Task statement – Copy out the material below, switching each "largest circle" to "biggest circle" and leaving everything else unchanged.

═══ The data

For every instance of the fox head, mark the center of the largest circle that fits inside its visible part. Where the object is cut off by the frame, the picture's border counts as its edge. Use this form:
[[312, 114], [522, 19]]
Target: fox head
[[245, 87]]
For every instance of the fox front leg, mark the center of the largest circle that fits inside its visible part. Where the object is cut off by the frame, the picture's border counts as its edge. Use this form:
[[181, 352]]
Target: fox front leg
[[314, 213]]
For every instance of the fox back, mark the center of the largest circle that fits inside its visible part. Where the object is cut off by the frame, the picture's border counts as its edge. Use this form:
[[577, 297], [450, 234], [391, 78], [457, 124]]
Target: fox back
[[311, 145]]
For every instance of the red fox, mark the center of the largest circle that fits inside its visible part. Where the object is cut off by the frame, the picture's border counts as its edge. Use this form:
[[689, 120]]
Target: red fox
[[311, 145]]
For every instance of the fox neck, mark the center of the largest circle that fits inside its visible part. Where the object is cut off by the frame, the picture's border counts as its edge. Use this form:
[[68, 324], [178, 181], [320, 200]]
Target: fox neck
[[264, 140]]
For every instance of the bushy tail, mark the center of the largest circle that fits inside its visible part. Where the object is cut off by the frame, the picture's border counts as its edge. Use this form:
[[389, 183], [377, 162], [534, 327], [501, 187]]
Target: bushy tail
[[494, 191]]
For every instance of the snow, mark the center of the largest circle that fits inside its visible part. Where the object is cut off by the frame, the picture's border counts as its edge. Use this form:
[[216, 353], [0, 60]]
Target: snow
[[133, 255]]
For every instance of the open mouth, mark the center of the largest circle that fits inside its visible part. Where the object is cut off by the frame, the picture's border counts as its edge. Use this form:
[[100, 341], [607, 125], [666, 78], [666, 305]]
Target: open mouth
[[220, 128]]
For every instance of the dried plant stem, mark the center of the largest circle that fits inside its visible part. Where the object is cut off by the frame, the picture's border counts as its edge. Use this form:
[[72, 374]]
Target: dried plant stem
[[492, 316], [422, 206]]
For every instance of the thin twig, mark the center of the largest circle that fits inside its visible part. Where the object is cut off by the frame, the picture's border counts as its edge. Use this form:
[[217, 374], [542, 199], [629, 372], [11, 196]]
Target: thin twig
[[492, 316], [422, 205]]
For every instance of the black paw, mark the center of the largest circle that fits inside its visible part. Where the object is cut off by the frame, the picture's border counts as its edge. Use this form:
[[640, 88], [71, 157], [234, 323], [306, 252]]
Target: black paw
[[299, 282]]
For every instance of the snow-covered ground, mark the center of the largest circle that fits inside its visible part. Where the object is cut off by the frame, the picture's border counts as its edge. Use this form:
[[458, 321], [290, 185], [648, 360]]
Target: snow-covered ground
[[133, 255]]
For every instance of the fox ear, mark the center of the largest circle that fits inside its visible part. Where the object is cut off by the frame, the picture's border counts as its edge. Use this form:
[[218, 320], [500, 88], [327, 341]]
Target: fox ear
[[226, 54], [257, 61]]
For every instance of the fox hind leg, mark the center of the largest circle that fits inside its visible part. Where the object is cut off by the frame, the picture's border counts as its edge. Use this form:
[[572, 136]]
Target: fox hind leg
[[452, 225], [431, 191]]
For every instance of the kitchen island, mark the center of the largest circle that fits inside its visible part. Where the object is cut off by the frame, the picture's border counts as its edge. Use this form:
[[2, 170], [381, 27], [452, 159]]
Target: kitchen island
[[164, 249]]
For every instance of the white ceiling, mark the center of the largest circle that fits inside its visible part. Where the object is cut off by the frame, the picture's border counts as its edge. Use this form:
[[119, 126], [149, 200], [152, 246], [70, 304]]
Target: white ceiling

══════

Exercise result –
For every instance of the fox head, mark the center of the biggest circle that fits inside its visible part. Where the object is cut off by the frame, the picture's border counts as its edge. Use this form:
[[312, 114], [522, 19]]
Target: fox head
[[245, 87]]
For every instance of the fox front leg, mark the center of the biggest circle that fits inside its visible part. Where the object is cut off by the frame, the picture's border counts as its edge. Use this form:
[[181, 352]]
Target: fox front leg
[[314, 213]]
For every instance of the fox back, mark the center of the biggest circle that fits inside its visible part. Where the object is cut off by the frame, the picture's border counts as its edge. Use this form:
[[577, 297], [450, 234], [391, 78], [457, 124]]
Target: fox back
[[311, 145]]
For every instance of the red fox, mark the center of the biggest circle that fits inside its visible part. Where the object is cut off by the frame, the picture's border counts as its edge. Use this form:
[[689, 120]]
Target: red fox
[[311, 145]]
For every instance of the fox neck, mark the center of the biggest circle that fits inside its visible part. Where the object is cut off by the frame, the picture's border counts as its edge. Use this form:
[[68, 324], [178, 181], [320, 200]]
Target: fox neck
[[264, 140]]
For every instance of the bushy tail, mark the center of the biggest circle that fits inside its visible part. Where the object is cut off by the frame, the picture's border counts as its edge. Use this form:
[[389, 183], [377, 162], [534, 327], [501, 187]]
Target: bushy tail
[[494, 191]]
For every instance of the snow, mark the center of the biggest circle that fits inside its visible part. Where the object is cut off by the frame, the picture's border counts as its edge. Use this form:
[[216, 353], [0, 60]]
Target: snow
[[133, 255]]
For every instance of the open mouth, mark the center of the biggest circle that fits inside its visible part. Where the object is cut off by the frame, the picture's border counts as its edge. Use this form:
[[100, 341], [607, 125], [666, 78], [666, 305]]
Target: open mouth
[[220, 128]]
For every instance of the dried plant stem, mark the center of the biggest circle that fits inside its visible part. Where the object is cut off by the frame, the picture's border counts as its edge. Use this form:
[[72, 374]]
Target: dried plant stem
[[492, 316], [422, 206]]
For every instance of the thin twig, mark the center of the biggest circle that fits inside its visible part. Where the object is cut off by the frame, the picture's border counts as its edge. Use this form:
[[217, 374], [542, 199], [629, 372], [11, 196]]
Target: thin twig
[[492, 316], [422, 205]]
For every instance of the black paw, mark the center of the biggest circle that fits inside its visible part. Where the object is cut off by the frame, the picture's border counts as its edge. Use this form:
[[640, 88], [71, 157], [234, 323], [306, 252]]
Target: black paw
[[299, 282]]
For every instance of the snow-covered ground, mark the center of the biggest circle that fits inside its visible part. Where the object is cut off by the frame, the picture's border counts as its edge. Use this form:
[[458, 321], [290, 185], [648, 360]]
Target: snow-covered ground
[[133, 255]]
For every instance of the fox ear, mark the center of the biggest circle that fits inside its visible part. Where the object is cut off by the frame, the picture's border counts as its edge. Use this form:
[[218, 320], [500, 88], [327, 341]]
Target: fox ear
[[226, 54], [257, 61]]
For every instance of the fox hind leg, mark the center of the biggest circle that fits inside its visible part. Where the object is cut off by the frame, the picture's border counts as its edge. Use this form:
[[572, 136]]
Target: fox hind leg
[[452, 225], [431, 191]]
For every instance of the kitchen island, mark the center of the biggest circle that fits inside its visible part. Where the object is cut off by the frame, the picture's border counts as its edge. Use this form:
[[2, 170], [381, 27], [452, 159]]
Target: kitchen island
[[164, 249]]
For every instance of the white ceiling, mark the center of the biggest circle that fits inside its visible part. Where the object is cut off by the frame, the picture's border counts as its edge. Use this form:
[[119, 126], [149, 200], [152, 246], [70, 304]]
Target: white ceiling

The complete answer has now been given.